§ **Task list**
1. Using the blog post on campus bias, decide whether each statement below agrees with it. Answer yes or no for each, and quote the words that decide it. (a) The column was published on October 15, 2005. (b) The blogger became a subscriber to TimesSelect. (c) Surveys found Democratic professors outnumber Republican professors by at least ten to one.
2. List every theory that, according to the blog post on campus bias, professors offered for why conservatives do not grace the halls of academe.
3. Retype the stretch of the blog post on campus bias from "You could argue" through "work on campus.".

§ **Excerpt provided**
----

Well, so, why can't they?
This little teaser at the NY Times tempted me for a moment to become a subscriber to TimesSelect, their pay-for-view columnist service:
Why Righties Can't Teach
By JOHN TIERNEY
Published: October 15, 2005
Liberals on campus have become so used to hearing their opinions reinforced that they have a hard time imagining there are intelligent people with different views.
Sounds intriguing, especially for the NY Times. But I managed to resist.
Then again, it's a sentence that actually does quite well standing alone, a succinct explanation for a common phenomenon.
13 Comments:
They could have called it " Why Lefties cant compete in the marketplace of ideas", but that would never have made it through the editorial board.
Here's the full article:
I am in debt to liberal scholars across America. After I wrote about the leftward tilt on campus, they sent me treatises explaining that the shortage of conservatives on faculties is not a result of bias. Professors helpfully offered other theories why conservatives do not grace the halls of academe:
1. Conservatives do not value knowledge for its own sake.
2. Conservatives do not care about the social good.
3. Conservatives are too greedy to work for professors' wages.
4. Conservatives are too dumb to get tenure.
I'm studied these theories as best I could (for a conservative), but somehow I can't shake the notion that there just might be some bias on campus.
I can imagine reasons why liberals would be intrinsically more inclined than conservatives to pursue academic careers. But even if that's true, it doesn't explain why there are so many more liberal professors now than there used to be.
Surveys last year showed that Democratic professors outnumber Republican professors by at least seven to one, more than twice the ratio of three decades earlier. The trend seems likely to continue, because younger professors are far more likely than older professors to be Democrats.
You could argue that fewer conservatives today want to become professors, but that seems odd given the country's move to the right in recent decades. Conservative student groups and publications are flourishing. Plenty of smart conservatives have passed up Wall Street to work for right-wing think tanks that often don't pay more than universities do, and don't offer lifetime tenure and summers off.
At think tanks and other research institutions outside academia, there's a much higher percentage of Republicans than there is on university faculties. Apparently, despite their greed and other failings, many conservatives do want to become scholars, but they can't find work on campus.
One reason is the structure of academia, where decisions about hiring are made by small independent groups of scholars. They're subject to the law of group polarization, derived from studies of juries and other groups.

----

§ **Record set**

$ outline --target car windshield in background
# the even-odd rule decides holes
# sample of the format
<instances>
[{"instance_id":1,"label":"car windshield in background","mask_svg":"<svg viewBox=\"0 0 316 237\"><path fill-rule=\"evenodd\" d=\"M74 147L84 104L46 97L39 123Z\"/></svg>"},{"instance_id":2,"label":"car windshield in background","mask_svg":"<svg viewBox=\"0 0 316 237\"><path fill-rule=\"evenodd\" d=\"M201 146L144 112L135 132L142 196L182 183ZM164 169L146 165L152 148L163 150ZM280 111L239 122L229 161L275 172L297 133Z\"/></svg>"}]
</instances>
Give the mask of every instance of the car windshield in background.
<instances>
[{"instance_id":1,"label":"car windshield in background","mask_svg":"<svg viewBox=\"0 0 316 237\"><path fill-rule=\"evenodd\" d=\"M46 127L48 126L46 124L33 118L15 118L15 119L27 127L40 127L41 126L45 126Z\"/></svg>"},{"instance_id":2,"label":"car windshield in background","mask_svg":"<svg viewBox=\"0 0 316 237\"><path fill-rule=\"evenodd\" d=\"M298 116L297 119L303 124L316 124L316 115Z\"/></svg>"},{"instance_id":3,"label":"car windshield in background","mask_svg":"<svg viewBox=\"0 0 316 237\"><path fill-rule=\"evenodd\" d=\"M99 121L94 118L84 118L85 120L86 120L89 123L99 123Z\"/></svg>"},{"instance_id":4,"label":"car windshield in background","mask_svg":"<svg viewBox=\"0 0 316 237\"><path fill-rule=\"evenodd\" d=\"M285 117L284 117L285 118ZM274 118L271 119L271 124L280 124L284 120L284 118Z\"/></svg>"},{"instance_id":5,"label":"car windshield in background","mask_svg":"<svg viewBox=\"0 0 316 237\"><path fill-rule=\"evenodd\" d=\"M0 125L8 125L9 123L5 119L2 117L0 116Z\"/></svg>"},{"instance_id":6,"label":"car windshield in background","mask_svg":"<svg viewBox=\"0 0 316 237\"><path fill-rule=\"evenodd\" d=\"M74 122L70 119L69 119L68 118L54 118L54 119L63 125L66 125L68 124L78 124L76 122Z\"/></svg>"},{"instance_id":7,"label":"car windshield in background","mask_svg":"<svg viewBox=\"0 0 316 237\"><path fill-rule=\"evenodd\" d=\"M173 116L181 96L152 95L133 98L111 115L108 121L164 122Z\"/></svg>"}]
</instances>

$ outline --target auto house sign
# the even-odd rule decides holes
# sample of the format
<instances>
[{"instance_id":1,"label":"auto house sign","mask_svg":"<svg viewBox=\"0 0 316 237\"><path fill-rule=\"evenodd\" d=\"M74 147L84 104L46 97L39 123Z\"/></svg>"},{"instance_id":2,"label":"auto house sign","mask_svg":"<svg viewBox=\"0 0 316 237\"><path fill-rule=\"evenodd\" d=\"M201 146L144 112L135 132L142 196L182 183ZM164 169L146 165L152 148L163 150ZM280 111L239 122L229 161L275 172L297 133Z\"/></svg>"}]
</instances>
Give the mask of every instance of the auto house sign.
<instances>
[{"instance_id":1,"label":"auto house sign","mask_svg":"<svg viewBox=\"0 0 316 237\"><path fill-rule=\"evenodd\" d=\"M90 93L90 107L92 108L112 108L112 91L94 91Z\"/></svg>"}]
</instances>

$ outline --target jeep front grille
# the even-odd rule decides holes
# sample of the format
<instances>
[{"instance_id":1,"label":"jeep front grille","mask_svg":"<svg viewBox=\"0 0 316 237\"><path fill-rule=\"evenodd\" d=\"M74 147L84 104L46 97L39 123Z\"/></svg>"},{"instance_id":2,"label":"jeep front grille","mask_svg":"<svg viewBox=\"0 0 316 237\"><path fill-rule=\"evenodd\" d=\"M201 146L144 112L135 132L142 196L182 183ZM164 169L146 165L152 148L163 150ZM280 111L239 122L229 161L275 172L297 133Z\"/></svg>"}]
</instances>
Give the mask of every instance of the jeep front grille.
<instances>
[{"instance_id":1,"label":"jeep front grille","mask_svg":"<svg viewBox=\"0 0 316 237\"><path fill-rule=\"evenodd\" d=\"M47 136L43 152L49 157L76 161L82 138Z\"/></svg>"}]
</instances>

----

§ **The answers**
1.
(a) Yes: "Published: October 15, 2005"
(b) No: "But I managed to resist."
(c) No: "Democratic professors outnumber Republican professors by at least seven to one"

2.
1. Conservatives do not value knowledge for its own sake.
2. Conservatives do not care about the social good.
3. Conservatives are too greedy to work for professors' wages.
4. Conservatives are too dumb to get tenure.

3.
You could argue that fewer conservatives today want to become professors, but that seems odd given the country's move to the right in recent decades. Conservative student groups and publications are flourishing. Plenty of smart conservatives have passed up Wall Street to work for right-wing think tanks that often don't pay more than universities do, and don't offer lifetime tenure and summers off.
At think tanks and other research institutions outside academia, there's a much higher percentage of Republicans than there is on university faculties. Apparently, despite their greed and other failings, many conservatives do want to become scholars, but they can't find work on campus.